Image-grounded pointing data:
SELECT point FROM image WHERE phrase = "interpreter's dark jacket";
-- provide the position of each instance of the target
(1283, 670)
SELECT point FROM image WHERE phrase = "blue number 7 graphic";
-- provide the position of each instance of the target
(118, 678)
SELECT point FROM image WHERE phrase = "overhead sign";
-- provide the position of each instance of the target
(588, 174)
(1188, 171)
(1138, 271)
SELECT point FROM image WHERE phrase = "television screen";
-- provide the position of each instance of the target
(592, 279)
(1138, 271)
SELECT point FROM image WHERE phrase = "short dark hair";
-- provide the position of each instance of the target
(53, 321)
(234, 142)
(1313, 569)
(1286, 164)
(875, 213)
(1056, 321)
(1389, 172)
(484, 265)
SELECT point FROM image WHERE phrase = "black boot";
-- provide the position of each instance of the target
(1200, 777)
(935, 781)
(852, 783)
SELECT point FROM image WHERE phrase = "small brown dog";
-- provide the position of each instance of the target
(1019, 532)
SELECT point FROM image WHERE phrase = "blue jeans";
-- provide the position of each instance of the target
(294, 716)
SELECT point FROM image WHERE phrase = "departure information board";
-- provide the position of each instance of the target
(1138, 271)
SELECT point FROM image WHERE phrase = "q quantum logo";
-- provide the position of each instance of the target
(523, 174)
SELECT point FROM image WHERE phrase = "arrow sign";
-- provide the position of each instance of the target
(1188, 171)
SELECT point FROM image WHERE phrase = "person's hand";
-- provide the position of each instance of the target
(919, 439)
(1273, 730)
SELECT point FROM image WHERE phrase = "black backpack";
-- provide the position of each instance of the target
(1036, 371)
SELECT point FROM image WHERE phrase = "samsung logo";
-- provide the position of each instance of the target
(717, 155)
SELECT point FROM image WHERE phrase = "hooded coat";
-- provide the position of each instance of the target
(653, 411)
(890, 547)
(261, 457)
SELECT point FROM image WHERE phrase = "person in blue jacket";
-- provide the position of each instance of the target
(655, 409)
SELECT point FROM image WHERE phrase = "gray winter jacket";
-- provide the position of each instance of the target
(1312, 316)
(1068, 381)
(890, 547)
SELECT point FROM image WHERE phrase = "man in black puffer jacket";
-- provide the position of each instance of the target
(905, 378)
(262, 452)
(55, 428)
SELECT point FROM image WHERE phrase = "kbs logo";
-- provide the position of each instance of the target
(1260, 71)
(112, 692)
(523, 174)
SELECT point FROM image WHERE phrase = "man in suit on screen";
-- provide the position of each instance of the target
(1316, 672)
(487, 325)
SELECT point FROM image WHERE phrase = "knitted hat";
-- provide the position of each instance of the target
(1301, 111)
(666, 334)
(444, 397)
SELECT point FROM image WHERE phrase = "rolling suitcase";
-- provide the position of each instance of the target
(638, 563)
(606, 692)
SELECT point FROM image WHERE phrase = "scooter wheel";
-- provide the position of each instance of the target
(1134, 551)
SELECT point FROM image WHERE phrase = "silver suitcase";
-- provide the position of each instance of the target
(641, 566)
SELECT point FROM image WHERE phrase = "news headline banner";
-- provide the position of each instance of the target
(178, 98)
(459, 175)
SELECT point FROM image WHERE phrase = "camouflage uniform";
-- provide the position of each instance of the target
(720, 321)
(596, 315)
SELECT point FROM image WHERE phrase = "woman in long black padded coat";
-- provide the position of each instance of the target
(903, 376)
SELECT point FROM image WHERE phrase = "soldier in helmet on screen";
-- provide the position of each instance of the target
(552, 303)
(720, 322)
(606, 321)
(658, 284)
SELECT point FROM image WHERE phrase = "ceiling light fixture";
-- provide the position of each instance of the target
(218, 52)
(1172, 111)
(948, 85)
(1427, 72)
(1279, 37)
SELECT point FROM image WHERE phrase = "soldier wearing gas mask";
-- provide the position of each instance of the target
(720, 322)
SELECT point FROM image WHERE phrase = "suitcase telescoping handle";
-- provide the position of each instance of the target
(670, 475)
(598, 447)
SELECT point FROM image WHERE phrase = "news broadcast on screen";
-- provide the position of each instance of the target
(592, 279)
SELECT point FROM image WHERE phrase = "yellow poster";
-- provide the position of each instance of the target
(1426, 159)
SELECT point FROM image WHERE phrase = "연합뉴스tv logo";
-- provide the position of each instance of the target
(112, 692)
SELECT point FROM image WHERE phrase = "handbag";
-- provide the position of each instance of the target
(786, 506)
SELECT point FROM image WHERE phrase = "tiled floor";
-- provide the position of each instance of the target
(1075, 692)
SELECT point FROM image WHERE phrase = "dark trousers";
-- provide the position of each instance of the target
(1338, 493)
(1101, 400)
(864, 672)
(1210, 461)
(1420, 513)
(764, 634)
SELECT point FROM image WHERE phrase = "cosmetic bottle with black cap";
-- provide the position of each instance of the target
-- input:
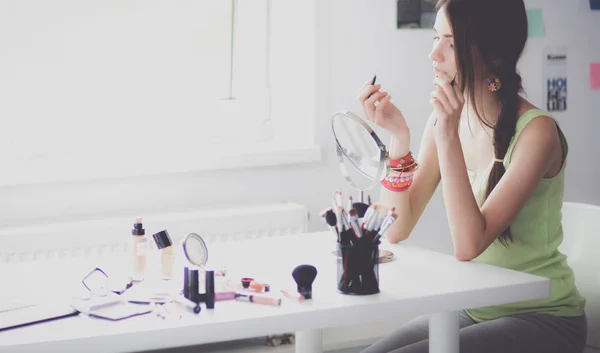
(165, 246)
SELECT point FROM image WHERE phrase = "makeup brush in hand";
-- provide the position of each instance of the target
(304, 275)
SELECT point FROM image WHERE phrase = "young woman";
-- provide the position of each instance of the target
(501, 162)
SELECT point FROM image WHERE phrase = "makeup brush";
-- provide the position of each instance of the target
(353, 218)
(304, 275)
(372, 83)
(331, 221)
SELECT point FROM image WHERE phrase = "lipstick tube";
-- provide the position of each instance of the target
(253, 298)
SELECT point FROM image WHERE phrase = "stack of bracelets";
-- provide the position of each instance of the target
(401, 175)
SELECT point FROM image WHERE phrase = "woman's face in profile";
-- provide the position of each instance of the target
(442, 53)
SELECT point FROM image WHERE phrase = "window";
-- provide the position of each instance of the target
(123, 87)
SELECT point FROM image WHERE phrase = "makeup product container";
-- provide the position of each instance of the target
(165, 246)
(139, 250)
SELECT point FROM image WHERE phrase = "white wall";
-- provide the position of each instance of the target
(356, 40)
(362, 40)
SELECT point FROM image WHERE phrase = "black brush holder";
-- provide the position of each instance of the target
(358, 267)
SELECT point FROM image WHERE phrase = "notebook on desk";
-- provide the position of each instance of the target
(34, 314)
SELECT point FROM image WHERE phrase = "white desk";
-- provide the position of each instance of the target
(418, 281)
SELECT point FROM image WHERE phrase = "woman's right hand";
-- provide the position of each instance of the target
(377, 107)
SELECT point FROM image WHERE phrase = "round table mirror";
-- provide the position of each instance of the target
(362, 157)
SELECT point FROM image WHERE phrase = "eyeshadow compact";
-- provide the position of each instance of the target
(196, 252)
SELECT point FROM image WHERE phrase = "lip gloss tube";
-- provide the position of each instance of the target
(252, 298)
(185, 303)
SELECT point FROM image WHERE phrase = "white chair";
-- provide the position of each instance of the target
(581, 228)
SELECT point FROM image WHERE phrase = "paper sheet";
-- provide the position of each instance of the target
(535, 22)
(555, 78)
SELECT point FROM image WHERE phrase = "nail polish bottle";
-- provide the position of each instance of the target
(165, 245)
(139, 250)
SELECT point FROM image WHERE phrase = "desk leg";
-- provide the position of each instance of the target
(443, 333)
(309, 341)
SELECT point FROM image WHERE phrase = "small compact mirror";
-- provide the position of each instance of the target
(363, 158)
(195, 250)
(96, 281)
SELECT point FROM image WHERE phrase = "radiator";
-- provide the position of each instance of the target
(112, 236)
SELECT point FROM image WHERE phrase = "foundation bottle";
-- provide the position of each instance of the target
(165, 245)
(139, 250)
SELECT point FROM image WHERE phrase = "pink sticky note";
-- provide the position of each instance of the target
(595, 75)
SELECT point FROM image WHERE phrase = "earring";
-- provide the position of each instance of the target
(493, 83)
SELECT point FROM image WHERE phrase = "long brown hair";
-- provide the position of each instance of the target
(490, 34)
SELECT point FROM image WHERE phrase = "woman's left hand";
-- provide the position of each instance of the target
(447, 101)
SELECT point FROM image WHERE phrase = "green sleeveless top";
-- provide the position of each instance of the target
(537, 233)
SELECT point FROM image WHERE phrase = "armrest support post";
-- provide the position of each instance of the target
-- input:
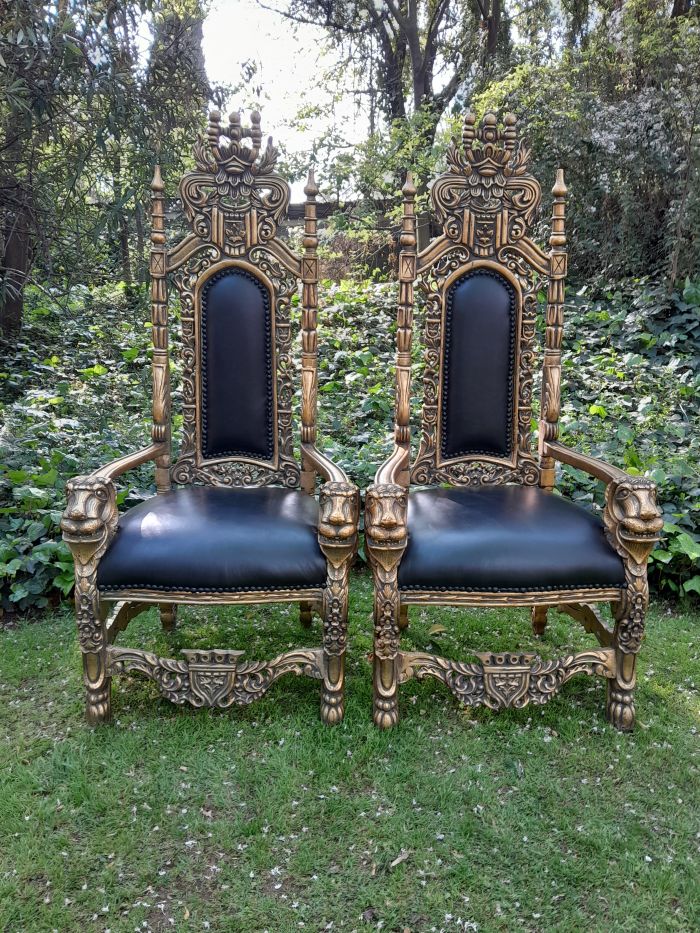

Aim of the task >> Of the lines in the data, report each one containing the string "dark".

Result for this task >>
SELECT point FROM image WHERE phrase = "interpreter's dark jacket";
SELECT point FROM image WHERE phrase = "short dark hair";
SELECT point FROM image WHERE phrase = "dark trousers";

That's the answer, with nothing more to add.